**What to work on:**
Rewrite the lines of the records from the start up to and including the line with "point(156, 158)", with the requests, and multiply each point coordinate in the answers by 2.3, rounding to whole numbers with halves rounded up. Leave the requests and their format samples unchanged, and leave the pictures out.

**Stored items from a collection:**
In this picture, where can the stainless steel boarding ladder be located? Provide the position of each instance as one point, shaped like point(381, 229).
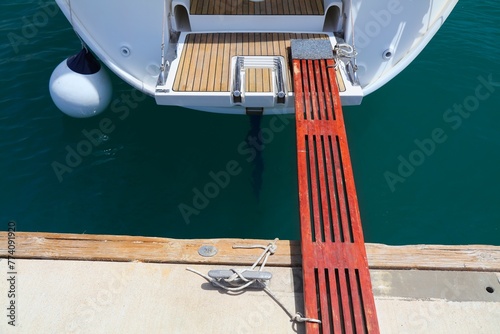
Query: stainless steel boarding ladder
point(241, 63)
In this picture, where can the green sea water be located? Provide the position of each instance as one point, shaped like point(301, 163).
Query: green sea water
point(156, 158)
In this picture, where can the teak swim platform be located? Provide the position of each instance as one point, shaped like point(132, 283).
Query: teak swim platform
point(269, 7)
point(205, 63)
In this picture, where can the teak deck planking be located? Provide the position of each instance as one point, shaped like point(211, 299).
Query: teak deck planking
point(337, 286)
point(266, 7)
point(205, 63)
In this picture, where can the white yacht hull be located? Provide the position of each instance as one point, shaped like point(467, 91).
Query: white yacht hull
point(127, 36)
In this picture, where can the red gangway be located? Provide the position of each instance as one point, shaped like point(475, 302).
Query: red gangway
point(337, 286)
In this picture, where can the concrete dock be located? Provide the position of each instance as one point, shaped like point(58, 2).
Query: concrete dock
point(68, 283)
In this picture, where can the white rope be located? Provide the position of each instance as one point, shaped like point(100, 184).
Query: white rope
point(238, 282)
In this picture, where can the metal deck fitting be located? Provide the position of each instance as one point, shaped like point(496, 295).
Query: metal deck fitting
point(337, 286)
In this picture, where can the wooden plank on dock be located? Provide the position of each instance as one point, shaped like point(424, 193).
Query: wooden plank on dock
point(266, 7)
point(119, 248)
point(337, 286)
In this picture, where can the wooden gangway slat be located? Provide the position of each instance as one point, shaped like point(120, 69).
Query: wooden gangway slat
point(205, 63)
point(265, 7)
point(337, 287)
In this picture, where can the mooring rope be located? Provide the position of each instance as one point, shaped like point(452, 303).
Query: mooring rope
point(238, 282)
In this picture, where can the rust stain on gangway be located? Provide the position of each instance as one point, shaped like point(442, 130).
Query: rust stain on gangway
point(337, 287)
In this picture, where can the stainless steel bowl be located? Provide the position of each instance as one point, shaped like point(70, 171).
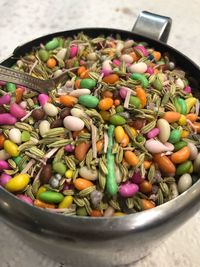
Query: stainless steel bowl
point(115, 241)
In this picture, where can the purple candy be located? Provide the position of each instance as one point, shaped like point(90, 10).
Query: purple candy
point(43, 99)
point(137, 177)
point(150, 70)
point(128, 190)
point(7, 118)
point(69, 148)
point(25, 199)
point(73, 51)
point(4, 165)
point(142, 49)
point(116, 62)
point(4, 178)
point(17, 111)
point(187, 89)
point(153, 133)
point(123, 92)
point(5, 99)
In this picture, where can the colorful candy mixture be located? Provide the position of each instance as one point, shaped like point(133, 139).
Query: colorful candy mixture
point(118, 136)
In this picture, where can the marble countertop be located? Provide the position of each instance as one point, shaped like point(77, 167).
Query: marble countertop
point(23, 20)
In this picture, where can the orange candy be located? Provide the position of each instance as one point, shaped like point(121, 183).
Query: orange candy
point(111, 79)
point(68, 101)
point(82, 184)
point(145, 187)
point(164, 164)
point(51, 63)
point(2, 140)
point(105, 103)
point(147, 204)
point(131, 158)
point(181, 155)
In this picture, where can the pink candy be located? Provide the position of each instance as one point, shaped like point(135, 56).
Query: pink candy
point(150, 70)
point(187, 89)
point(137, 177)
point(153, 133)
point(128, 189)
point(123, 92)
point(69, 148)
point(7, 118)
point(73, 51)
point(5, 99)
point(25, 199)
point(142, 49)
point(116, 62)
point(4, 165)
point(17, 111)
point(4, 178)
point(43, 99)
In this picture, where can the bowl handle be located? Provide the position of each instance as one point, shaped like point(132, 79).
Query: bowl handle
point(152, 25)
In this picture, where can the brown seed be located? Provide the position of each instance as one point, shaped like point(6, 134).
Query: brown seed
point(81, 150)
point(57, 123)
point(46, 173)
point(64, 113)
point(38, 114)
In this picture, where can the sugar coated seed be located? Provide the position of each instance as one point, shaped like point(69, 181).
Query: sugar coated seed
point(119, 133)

**Written response:**
In this picture, where can the stainless steel boarding ladder be located? Provide the position of each instance as one point, shaped like point(381, 229).
Query: stainless steel boarding ladder
point(554, 145)
In this picture, where can the green sea water be located? Provide the position of each instance as one point, shaped like point(301, 163).
Query: green sea water
point(359, 363)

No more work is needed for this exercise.